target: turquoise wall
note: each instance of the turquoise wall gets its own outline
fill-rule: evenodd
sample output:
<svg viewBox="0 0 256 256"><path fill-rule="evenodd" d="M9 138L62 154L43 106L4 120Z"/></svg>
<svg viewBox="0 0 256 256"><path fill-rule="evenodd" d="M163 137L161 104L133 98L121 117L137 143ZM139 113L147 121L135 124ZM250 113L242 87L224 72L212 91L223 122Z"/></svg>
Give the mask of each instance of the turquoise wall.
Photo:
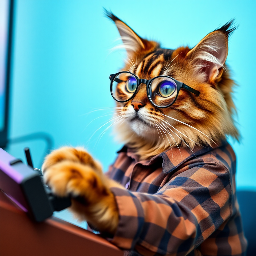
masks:
<svg viewBox="0 0 256 256"><path fill-rule="evenodd" d="M239 26L230 40L227 62L239 86L234 96L242 139L240 144L230 141L237 157L238 187L256 189L256 2L253 0L17 1L10 137L45 132L53 138L54 148L84 145L105 170L113 161L120 145L113 142L110 131L97 142L100 129L88 141L111 116L88 123L111 110L85 114L114 105L109 77L122 67L125 56L120 51L110 53L119 35L103 16L103 7L141 36L172 48L194 46L236 18ZM35 165L40 168L45 142L12 144L7 149L24 159L26 146L31 148Z"/></svg>

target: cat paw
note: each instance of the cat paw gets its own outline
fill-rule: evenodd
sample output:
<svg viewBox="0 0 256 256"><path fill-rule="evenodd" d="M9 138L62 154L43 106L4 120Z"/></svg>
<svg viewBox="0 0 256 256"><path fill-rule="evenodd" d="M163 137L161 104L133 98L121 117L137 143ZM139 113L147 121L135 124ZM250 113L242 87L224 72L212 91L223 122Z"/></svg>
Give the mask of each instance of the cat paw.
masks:
<svg viewBox="0 0 256 256"><path fill-rule="evenodd" d="M55 194L97 201L107 190L100 165L83 149L65 147L47 156L42 167L45 183Z"/></svg>

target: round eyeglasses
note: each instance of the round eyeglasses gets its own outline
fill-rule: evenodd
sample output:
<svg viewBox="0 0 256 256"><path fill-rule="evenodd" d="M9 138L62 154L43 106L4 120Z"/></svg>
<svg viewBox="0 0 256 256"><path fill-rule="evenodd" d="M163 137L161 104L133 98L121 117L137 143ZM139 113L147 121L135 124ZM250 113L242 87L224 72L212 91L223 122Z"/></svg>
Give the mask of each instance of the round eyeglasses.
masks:
<svg viewBox="0 0 256 256"><path fill-rule="evenodd" d="M147 95L156 107L168 108L175 102L182 88L199 95L199 92L170 77L158 76L150 80L140 79L136 75L123 71L110 75L110 92L118 102L126 102L133 98L140 88L142 83L147 86Z"/></svg>

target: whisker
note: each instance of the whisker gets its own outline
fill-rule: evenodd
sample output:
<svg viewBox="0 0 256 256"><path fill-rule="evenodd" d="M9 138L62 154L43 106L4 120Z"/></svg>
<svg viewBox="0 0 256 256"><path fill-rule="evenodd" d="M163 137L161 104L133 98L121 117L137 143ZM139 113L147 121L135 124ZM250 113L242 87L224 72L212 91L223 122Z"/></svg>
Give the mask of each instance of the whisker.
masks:
<svg viewBox="0 0 256 256"><path fill-rule="evenodd" d="M116 117L114 118L112 118L112 119L111 119L111 120L110 120L109 121L108 121L108 122L107 122L106 123L105 123L104 124L103 124L103 125L102 125L101 126L101 127L100 127L98 129L97 129L92 134L92 136L90 137L90 138L89 138L89 140L88 140L88 141L87 141L87 143L89 143L89 142L90 141L90 140L91 138L92 137L92 136L93 136L93 135L94 135L94 134L95 134L95 133L97 132L98 131L99 131L99 130L100 129L101 129L101 128L102 127L103 127L104 125L105 125L106 124L107 124L108 123L109 123L110 122L111 122L112 121L113 121L114 120L115 120L115 119L116 119L117 118L121 118L120 116L121 115L120 115L118 116L116 116Z"/></svg>
<svg viewBox="0 0 256 256"><path fill-rule="evenodd" d="M159 123L159 124L160 124L160 123L159 122L159 121L157 121L157 120L156 120L156 121L157 122L158 122ZM163 126L163 127L164 129L165 130L165 131L166 131L168 133L169 133L169 134L170 134L170 135L171 135L171 136L172 136L170 134L170 133L168 131L167 131L167 130L166 129L165 129L164 128L164 127ZM169 142L169 144L170 144L170 148L171 148L171 150L172 151L172 156L173 159L173 149L172 148L172 146L171 145L171 143L170 142L170 141L169 140L169 138L168 137L168 136L167 136L167 135L166 135L166 134L165 134L165 135L166 135L166 137L167 138L167 139L168 140L168 141ZM174 139L173 139L174 140ZM174 140L174 141L175 141L175 140ZM176 143L176 144L177 144L177 143ZM178 145L177 145L178 146Z"/></svg>
<svg viewBox="0 0 256 256"><path fill-rule="evenodd" d="M167 66L164 69L164 72L166 70L167 70L167 69L169 67L169 66L170 65L170 64L172 63L172 62L177 57L178 57L178 56L181 53L181 52L180 52L180 53L179 53L179 54L178 54L178 55L177 55L177 56L176 56L176 57L175 57L175 58L174 58L173 59L173 60L172 60L172 61L171 61L171 62L170 62L169 63L169 64L168 65L168 66Z"/></svg>
<svg viewBox="0 0 256 256"><path fill-rule="evenodd" d="M100 142L100 140L101 139L101 138L102 137L102 136L103 136L103 135L104 135L104 134L105 134L105 133L109 129L109 128L110 128L110 127L111 126L112 126L113 124L114 124L115 123L116 123L117 122L118 122L118 121L120 121L120 120L121 120L121 119L122 119L122 116L119 119L118 119L118 120L116 120L116 121L115 121L114 122L114 123L113 123L112 124L110 125L109 125L108 127L107 127L100 134L100 135L99 135L99 137L102 134L102 135L101 135L101 137L100 138L100 139L99 139L99 141L98 141L98 140L97 140L97 141L96 141L96 143L95 143L95 145L96 145L96 144L97 144L97 142L98 142L98 145L99 144L99 143ZM123 122L122 122L119 125L121 125L121 124L122 124L122 123L123 123L123 122L124 122L124 120L125 120L125 119L124 119L124 120L123 120Z"/></svg>
<svg viewBox="0 0 256 256"><path fill-rule="evenodd" d="M116 111L117 111L117 110ZM110 112L107 112L107 113L110 113L110 112L113 112L113 111L110 111ZM120 112L118 112L118 113L114 113L114 114L120 114L120 113L121 113L122 112L121 111L120 111ZM104 116L109 116L109 115L113 115L113 113L112 113L112 114L109 114L108 115L101 115L100 116L98 116L98 117L96 118L94 118L94 119L93 120L92 120L91 121L91 122L90 122L87 125L86 125L86 126L85 128L83 129L83 131L82 132L83 132L84 131L84 130L86 129L86 128L88 126L88 125L89 125L93 121L94 121L94 120L96 120L96 119L98 119L98 118L100 118L101 117L103 117Z"/></svg>
<svg viewBox="0 0 256 256"><path fill-rule="evenodd" d="M167 126L166 126L166 127L167 127ZM176 133L174 132L171 129L170 129L170 128L169 127L168 127L168 128L169 129L170 129L170 131L171 131L173 132L173 133L175 134L175 135L176 135L176 136L177 136L187 145L187 146L189 149L190 149L190 150L191 150L191 151L192 152L192 153L194 154L194 155L196 157L196 155L195 154L195 153L193 152L193 150L192 150L190 148L190 147L189 147L189 146L186 143L186 142L185 142L185 141L182 138L180 137Z"/></svg>
<svg viewBox="0 0 256 256"><path fill-rule="evenodd" d="M83 115L88 115L89 114L90 114L91 113L92 113L93 112L95 112L95 111L99 111L100 110L110 110L111 109L116 109L116 111L114 110L113 111L113 112L115 111L118 111L119 110L121 110L121 109L122 109L122 107L117 107L116 108L105 108L104 109L96 109L94 110L93 110L92 111L90 111L90 112L88 112L87 113L86 113L85 114L83 114L82 115L81 115L79 116L82 116Z"/></svg>
<svg viewBox="0 0 256 256"><path fill-rule="evenodd" d="M159 124L160 123L159 122L159 121L158 121L158 122L159 123ZM162 126L163 126L162 125ZM163 126L163 127L164 127ZM164 129L165 129L164 127ZM166 131L166 129L165 129L165 130ZM178 147L178 148L179 149L179 152L180 153L180 155L181 156L181 157L182 157L182 155L181 154L181 152L180 152L180 149L179 148L179 146L178 145L178 144L177 144L177 143L176 142L176 141L175 140L175 139L174 139L174 138L173 136L172 135L172 134L171 134L168 131L166 131L168 132L169 133L169 134L170 134L170 135L173 138L173 140L175 142L175 143L176 143L176 144L177 145L177 146ZM171 146L171 148L172 148ZM172 154L173 154L173 151L172 151Z"/></svg>
<svg viewBox="0 0 256 256"><path fill-rule="evenodd" d="M196 142L195 141L194 141L192 139L191 139L190 138L189 138L189 137L188 137L186 135L184 134L184 133L182 133L180 131L179 131L178 130L177 130L175 127L174 127L171 124L170 124L168 122L166 121L165 120L162 120L162 121L164 122L166 124L169 125L170 126L171 126L174 129L175 129L176 131L177 131L180 134L182 134L184 136L185 136L185 137L186 137L188 139L189 139L191 141L193 141L193 142L194 142L196 144L198 144L197 142Z"/></svg>
<svg viewBox="0 0 256 256"><path fill-rule="evenodd" d="M169 118L170 118L171 119L172 119L173 120L175 120L175 121L177 121L178 122L179 122L180 123L181 123L182 124L185 124L185 125L187 125L189 127L190 127L191 128L193 128L193 129L194 129L195 130L196 130L198 132L199 132L200 133L202 134L203 134L205 136L206 136L207 137L207 138L209 138L210 139L210 140L211 140L211 141L213 142L214 142L214 143L215 143L215 144L216 145L217 144L217 143L216 143L214 141L213 141L211 138L210 138L210 137L209 137L208 136L207 136L206 134L205 134L203 132L202 132L201 131L199 131L199 130L198 130L196 128L195 128L195 127L193 127L193 126L191 126L190 125L188 124L186 124L185 123L184 123L184 122L183 122L182 121L180 121L179 120L178 120L177 119L176 119L175 118L173 118L173 117L172 117L171 116L169 116L166 115L164 115L162 113L162 114L163 115L164 115L165 116L166 116L167 117L168 117Z"/></svg>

____

*Problem*. Please rewrite the part of the listing that opens with the line containing "target: round eyeglasses" and closes with the line containing "95L156 107L168 108L175", replacing "round eyeglasses" with "sunglasses" and leaving everything else unchanged.

*Problem solution*.
target: sunglasses
note: each instance of the sunglasses gets its own outline
fill-rule: evenodd
sample output:
<svg viewBox="0 0 256 256"><path fill-rule="evenodd" d="M9 138L62 154L43 106L4 120Z"/></svg>
<svg viewBox="0 0 256 256"><path fill-rule="evenodd" d="M163 137L161 104L133 98L121 117L137 143ZM139 113L147 121L135 124ZM250 113L242 87L224 72L212 91L223 122Z"/></svg>
Give the mask of each instance of the sunglasses.
masks:
<svg viewBox="0 0 256 256"><path fill-rule="evenodd" d="M147 95L156 107L168 108L175 102L182 88L199 95L199 92L170 77L158 76L150 80L140 79L136 75L123 71L110 75L110 92L118 102L126 102L133 98L140 88L142 83L147 86Z"/></svg>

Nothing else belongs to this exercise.